#### EXERCISE REQUIREMENTS
Identify and copy every line in the material below that contains the word "ceiling". Treat case as significant.

#### DATA
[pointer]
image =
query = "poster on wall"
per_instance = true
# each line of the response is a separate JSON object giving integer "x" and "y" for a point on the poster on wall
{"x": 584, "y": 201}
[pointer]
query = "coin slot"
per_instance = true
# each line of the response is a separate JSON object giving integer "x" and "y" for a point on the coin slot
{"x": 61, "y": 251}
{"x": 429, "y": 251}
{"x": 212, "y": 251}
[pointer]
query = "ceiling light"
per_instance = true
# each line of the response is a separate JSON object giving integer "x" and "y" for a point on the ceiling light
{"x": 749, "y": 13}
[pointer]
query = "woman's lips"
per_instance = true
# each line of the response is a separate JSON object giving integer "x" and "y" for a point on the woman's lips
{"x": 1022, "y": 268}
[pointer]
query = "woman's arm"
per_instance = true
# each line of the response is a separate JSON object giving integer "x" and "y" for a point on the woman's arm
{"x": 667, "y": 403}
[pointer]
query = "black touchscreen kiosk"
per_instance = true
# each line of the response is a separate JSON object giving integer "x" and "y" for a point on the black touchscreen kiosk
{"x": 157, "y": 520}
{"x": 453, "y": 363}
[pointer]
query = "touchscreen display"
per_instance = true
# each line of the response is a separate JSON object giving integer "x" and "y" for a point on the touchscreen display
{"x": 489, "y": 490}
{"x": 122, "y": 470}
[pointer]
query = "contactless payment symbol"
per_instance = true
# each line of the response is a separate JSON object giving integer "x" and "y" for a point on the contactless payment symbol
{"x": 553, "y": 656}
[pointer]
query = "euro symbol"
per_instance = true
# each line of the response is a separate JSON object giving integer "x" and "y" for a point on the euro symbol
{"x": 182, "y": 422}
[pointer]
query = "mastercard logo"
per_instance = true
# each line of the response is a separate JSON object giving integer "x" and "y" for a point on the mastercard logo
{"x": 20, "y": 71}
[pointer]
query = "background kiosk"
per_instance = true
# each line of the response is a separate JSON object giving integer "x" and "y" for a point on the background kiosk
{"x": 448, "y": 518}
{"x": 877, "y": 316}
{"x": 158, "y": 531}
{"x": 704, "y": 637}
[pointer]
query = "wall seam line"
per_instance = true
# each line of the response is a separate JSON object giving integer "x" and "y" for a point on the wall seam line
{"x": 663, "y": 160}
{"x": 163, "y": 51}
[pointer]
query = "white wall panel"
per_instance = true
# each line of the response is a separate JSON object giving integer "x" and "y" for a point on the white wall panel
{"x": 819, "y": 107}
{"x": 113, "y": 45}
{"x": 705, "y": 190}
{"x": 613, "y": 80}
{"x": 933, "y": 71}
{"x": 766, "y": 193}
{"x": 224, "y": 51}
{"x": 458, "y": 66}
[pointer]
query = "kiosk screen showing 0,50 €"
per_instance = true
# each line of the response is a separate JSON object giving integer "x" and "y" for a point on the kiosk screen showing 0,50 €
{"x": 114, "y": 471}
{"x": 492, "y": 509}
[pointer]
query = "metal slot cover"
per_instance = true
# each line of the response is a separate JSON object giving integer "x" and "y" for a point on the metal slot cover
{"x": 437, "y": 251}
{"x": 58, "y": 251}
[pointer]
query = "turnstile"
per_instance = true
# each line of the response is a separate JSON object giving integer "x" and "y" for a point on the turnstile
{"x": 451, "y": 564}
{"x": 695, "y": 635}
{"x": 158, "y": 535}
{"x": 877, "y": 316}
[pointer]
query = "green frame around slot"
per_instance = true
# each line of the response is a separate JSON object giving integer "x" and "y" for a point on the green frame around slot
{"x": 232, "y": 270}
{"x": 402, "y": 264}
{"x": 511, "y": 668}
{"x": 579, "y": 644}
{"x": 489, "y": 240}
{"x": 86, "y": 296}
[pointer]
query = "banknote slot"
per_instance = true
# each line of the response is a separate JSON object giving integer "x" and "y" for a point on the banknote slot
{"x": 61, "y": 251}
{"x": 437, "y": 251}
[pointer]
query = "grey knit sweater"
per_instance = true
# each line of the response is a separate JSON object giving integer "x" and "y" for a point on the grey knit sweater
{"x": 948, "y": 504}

#### WORKED ANSWER
query = "ceiling light"
# each line of the response is a separate JSON object giving integer "x" and "y" for a point on the ceiling light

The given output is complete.